*GIVEN REQUEST*
Print the data below word for word, keeping every line unchanged.

*EXERCISE INPUTS*
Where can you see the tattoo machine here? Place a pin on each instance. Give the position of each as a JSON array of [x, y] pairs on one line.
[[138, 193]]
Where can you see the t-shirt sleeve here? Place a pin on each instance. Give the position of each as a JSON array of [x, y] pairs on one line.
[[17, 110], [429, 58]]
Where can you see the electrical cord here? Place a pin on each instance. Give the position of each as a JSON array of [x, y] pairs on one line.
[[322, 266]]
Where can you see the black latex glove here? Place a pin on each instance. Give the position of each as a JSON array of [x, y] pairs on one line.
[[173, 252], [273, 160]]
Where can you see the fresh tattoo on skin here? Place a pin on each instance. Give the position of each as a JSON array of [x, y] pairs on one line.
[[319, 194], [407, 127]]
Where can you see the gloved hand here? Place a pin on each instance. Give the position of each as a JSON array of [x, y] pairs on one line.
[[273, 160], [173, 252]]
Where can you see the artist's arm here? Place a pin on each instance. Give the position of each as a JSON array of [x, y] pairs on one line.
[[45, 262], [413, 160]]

*CORRECT RESPONSE*
Where can you see the tattoo machine here? Place a pin on each instance. Give the position of each as a JSON array of [x, y] pairs on one line.
[[138, 193]]
Where can you see the t-shirt sleeve here? Place a pin on each instance. Give the position of each as a JSON array of [x, y] pairs on one line.
[[17, 110], [429, 58]]
Where can you see the electrical cord here? Place a pin on each instance. Give the position of each as a JSON array of [x, y] pairs on one line.
[[322, 266]]
Where can you see the black latex glove here? Place a pin on each instance. Give the position of each as a JSON array of [x, y] pairs on one line.
[[173, 252], [273, 160]]
Where can you see the fresh tattoo on skin here? Place a pin on each instance. Give the position of each as a JSON array of [x, y] pairs on one line.
[[319, 194], [407, 127]]
Where can you see the gloved hand here? Place a pin on each instance. Give the position of each as a JSON array of [x, y] pairs on one line.
[[273, 160], [173, 252]]
Where can you see the artist's arm here? Place a pin on each instance. Give the position of each as a JSON array of [x, y] pairs on one line.
[[45, 262], [413, 160]]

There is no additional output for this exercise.